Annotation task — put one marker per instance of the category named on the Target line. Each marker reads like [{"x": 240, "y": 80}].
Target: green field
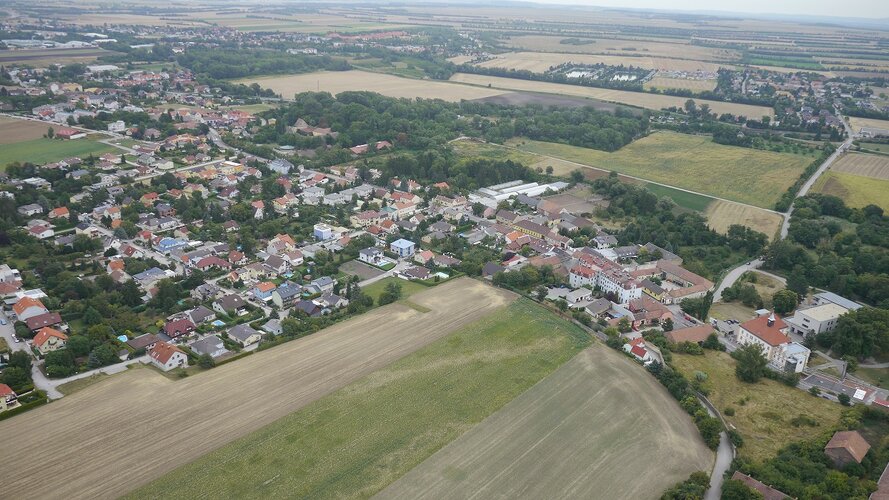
[
  {"x": 692, "y": 162},
  {"x": 356, "y": 441},
  {"x": 683, "y": 199},
  {"x": 408, "y": 288},
  {"x": 40, "y": 151},
  {"x": 856, "y": 190},
  {"x": 764, "y": 411}
]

▶ Challenge
Reproduce the whole listing word for word, setting aside any pictures.

▶ Result of the task
Annotation task — put one marker per instance of the category named on the Target line. Each marker reads like [{"x": 240, "y": 80}].
Target: green field
[
  {"x": 692, "y": 162},
  {"x": 356, "y": 441},
  {"x": 683, "y": 199},
  {"x": 408, "y": 288},
  {"x": 40, "y": 151},
  {"x": 856, "y": 190},
  {"x": 764, "y": 411}
]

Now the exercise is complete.